[start Source text]

Bumblebees Love Purple

Why Do Bees Have a Favorite Color?

by Sandy Swegel

 

I visited one of my favorite suburban lawn alternative gardens yesterday.  It’s a true pollinator’s heaven of nectar and pollen, right on a neighborhood street. Full of perennial gaillardia and rudbeckia, and reseeding annual larkspur, cleome and sunflower, the garden uses about the same amount of water as your average lawn.

Bees were everywhere.  Neighbors stop by in wonder at what can be done with a front yard instead of plain old grass.  In the median strips in front of the flowers, kales and lettuces produced greens for the neighbors. This time of year, gaillardia and rudbeckia are dominant with their yellows, oranges and reds.  But something different this year was a plethora of purple larkspur.  Curious, I  asked community urban farmers Scott and Wendy about the variation.  They and the landowner are all careful gardeners, unlikely to throw in something different without a reason.  Scott explained matter-of-factly, “Well it’s for the bumblebees. They prefer purple.”  I was skeptical since I see bumblebees all day on different colored flowers.  He assured me they had watched the field the last couple of years. The bumblebees always went for the purple flowers.  And walking on the path, huge fat bumblebees were on the purple larkspur, gorging away.

 

I couldn’t resist a little more research and sure enough, studies in Germany showed that baby bumblebees love purple flowers. Purple flowers are thought to contain more nectar than other colors and that baby bumblebees who chose purple flowers had a better chance of survival…they then passed the purple preference onto their offspring.

I’m not sure what most piqued my curiosity this day…I loved learning that bumblebees like purple flowers best.  But I think I was more intrigued by Wendy and Scott just noticing all season that the bumblebees liked one particular color.  In the end, though, I’m most impressed with the bumblebees who somehow got the humans to plant their favorite food.  Very clever bees.

[end Source text]

▸ Direction 1: Quote, word for word, the part of the listing that opens with the line containing "Return one point per instance of the short" and runs through the end of the listing.
The bumblebee piece and the listing after it are separate, unrelated material.

[start Dataset]

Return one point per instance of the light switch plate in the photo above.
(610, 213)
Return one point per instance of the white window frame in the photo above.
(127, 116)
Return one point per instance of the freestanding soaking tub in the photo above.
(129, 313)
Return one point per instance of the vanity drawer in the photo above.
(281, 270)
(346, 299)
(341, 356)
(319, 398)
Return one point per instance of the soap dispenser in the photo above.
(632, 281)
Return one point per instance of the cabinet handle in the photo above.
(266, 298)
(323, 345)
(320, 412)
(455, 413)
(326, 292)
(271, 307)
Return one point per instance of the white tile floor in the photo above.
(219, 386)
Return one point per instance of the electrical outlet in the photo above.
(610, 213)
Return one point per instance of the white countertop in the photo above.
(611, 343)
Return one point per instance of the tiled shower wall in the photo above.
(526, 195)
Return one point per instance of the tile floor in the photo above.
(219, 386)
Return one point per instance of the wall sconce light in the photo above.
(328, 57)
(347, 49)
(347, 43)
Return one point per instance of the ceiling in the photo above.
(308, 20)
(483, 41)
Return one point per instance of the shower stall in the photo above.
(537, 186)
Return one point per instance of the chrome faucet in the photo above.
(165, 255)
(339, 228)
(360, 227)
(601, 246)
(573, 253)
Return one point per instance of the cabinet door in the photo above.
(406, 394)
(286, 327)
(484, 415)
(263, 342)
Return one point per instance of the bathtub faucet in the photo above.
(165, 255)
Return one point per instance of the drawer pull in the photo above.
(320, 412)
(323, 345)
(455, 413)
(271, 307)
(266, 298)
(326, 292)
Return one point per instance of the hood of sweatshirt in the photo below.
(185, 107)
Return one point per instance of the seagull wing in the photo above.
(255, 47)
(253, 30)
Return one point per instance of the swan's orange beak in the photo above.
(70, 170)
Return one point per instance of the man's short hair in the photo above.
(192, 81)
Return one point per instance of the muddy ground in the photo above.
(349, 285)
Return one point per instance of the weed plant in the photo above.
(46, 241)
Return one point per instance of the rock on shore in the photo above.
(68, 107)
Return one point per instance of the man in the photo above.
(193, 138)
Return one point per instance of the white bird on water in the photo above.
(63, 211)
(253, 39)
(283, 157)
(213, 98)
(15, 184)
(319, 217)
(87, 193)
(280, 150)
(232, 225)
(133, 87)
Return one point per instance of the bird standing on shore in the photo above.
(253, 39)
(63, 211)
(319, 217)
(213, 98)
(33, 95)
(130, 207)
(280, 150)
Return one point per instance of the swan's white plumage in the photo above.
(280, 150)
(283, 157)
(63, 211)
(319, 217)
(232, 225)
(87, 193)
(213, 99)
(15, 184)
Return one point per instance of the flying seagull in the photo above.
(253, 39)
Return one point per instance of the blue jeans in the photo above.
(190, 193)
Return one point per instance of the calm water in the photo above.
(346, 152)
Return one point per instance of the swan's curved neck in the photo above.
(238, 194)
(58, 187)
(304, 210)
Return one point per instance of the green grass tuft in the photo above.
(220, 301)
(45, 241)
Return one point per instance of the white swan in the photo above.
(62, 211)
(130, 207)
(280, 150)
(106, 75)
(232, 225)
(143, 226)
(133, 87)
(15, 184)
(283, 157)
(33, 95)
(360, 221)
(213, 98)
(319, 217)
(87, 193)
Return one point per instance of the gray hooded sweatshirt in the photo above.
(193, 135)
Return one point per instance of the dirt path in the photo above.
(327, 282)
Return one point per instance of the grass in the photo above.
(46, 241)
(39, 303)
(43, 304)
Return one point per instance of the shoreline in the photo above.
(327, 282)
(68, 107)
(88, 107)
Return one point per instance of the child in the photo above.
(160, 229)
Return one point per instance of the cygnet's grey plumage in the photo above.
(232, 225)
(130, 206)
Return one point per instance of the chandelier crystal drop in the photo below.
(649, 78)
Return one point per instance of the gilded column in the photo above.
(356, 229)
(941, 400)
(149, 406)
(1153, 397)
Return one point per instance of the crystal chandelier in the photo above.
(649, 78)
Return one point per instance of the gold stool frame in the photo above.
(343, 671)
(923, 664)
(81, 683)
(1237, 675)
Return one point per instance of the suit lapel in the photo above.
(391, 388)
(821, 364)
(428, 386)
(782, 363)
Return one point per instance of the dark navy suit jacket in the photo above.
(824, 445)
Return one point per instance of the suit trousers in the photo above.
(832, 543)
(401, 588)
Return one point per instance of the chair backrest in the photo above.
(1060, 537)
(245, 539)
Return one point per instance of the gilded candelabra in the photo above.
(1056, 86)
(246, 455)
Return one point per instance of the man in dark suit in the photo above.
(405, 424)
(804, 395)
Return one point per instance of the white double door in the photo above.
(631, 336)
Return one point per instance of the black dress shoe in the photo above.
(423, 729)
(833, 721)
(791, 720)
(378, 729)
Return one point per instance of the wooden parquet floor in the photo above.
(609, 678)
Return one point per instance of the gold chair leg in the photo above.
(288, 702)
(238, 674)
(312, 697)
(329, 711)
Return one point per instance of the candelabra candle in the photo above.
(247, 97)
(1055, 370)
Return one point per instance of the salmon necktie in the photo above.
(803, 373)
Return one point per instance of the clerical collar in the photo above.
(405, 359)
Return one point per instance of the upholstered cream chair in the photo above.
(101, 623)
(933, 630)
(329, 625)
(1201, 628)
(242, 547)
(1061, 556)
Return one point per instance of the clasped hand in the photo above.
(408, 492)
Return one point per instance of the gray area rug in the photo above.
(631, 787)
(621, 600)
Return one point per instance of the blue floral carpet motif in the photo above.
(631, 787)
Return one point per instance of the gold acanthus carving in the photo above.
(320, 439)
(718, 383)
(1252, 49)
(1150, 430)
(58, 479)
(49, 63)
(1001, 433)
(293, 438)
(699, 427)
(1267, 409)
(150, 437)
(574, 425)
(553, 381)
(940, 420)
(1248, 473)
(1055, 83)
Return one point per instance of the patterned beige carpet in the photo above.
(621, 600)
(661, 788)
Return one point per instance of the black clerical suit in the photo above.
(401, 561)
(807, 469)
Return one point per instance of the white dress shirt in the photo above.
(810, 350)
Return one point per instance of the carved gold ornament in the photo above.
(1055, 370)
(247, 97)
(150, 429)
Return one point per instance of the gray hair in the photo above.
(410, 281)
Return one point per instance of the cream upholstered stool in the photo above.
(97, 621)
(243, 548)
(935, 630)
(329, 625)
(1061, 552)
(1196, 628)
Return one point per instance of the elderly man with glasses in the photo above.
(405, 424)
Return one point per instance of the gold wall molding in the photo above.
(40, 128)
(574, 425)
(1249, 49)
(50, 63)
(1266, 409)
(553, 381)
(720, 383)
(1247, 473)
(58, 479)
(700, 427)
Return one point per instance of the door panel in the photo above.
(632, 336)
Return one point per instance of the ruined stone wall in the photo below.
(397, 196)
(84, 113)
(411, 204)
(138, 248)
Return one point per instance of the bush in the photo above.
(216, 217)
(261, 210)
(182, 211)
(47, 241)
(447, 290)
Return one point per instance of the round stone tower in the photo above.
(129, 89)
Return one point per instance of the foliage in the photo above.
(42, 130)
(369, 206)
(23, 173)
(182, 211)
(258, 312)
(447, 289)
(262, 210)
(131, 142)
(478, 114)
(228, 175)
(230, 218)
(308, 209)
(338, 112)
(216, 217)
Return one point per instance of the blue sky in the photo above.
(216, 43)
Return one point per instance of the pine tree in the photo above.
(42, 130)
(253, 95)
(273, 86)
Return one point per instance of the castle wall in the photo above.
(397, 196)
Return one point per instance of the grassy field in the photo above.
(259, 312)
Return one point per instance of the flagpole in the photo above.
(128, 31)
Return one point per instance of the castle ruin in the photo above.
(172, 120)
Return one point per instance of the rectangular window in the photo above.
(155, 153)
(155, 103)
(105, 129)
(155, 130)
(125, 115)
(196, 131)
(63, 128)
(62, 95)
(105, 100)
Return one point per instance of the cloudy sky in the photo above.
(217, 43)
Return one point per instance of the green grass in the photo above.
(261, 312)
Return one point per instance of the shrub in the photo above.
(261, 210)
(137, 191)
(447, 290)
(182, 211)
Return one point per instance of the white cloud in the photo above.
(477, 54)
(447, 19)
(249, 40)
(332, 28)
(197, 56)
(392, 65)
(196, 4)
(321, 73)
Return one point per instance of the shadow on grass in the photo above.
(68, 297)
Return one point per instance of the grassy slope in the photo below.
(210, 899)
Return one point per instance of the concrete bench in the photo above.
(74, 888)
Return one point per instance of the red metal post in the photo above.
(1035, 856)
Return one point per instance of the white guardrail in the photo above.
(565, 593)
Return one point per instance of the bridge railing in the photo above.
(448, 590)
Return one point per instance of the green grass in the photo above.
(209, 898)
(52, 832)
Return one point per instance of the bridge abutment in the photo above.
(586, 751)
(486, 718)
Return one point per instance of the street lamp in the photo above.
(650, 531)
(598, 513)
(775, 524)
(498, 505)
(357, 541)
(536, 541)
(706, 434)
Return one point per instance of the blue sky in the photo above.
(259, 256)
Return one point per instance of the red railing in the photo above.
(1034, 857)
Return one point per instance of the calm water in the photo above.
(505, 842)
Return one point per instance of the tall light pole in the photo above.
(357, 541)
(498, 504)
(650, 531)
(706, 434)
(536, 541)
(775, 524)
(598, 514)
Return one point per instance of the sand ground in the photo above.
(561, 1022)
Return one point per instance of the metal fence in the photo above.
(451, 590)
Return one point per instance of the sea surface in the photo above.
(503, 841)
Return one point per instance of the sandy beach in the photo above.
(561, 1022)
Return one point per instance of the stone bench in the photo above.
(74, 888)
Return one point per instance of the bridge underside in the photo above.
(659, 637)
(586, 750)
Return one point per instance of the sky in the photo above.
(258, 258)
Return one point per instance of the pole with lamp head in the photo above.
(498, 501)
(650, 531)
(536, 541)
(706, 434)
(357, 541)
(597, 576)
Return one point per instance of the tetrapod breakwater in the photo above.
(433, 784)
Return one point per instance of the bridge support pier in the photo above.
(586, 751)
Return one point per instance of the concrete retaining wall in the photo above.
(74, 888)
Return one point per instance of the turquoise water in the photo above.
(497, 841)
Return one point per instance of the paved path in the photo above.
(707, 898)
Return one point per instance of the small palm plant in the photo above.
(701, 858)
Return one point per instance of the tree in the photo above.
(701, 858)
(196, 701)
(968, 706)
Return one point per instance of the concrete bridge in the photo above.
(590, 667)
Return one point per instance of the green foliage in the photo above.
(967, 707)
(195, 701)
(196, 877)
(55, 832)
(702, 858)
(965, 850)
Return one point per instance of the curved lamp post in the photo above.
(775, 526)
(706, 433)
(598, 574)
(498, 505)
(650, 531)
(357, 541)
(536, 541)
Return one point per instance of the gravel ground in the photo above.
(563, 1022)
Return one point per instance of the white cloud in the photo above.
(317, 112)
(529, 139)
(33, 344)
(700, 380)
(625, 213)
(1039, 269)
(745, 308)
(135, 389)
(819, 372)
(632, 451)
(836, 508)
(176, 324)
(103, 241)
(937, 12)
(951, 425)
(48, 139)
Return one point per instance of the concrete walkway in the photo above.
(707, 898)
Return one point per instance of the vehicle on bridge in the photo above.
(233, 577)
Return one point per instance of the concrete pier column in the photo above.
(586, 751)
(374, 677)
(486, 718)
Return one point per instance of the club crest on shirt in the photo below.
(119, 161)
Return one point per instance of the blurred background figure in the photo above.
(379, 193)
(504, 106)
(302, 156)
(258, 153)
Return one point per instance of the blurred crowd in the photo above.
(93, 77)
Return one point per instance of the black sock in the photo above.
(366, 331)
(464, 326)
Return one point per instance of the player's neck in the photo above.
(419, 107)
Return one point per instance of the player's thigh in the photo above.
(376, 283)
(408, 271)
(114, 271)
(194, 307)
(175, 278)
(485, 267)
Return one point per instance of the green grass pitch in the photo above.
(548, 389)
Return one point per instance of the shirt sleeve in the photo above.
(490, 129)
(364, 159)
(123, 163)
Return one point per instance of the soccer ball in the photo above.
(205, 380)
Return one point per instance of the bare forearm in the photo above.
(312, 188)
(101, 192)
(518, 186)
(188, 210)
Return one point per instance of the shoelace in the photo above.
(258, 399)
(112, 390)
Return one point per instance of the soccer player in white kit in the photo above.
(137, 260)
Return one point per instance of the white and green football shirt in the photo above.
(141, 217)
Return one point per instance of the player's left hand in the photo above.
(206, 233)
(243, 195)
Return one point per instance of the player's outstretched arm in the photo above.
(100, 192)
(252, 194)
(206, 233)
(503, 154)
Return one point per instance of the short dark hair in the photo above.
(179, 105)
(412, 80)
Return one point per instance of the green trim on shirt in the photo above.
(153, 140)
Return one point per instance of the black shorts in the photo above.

[end Dataset]

▸ Direction 2: Summarize the bumblebee piece in two sentences.

▸ Task output 1:
Return one point per instance of the short dark hair in the photo above.
(179, 105)
(412, 80)
Return one point per instance of the green trim on shirt in the photo above.
(153, 140)
Return one point per instance of the black shorts in the photo above.

▸ Task output 2: A suburban lawn alternative garden had a plethora of purple larkspur this year, and the urban farmers who tend it explained that it was for the bumblebees, which they had watched go for purple flowers over the last couple of years. The writer found German studies showing that baby bumblebees love purple flowers, which are thought to contain more nectar, and was most impressed that the bees had somehow got humans to plant their favorite food.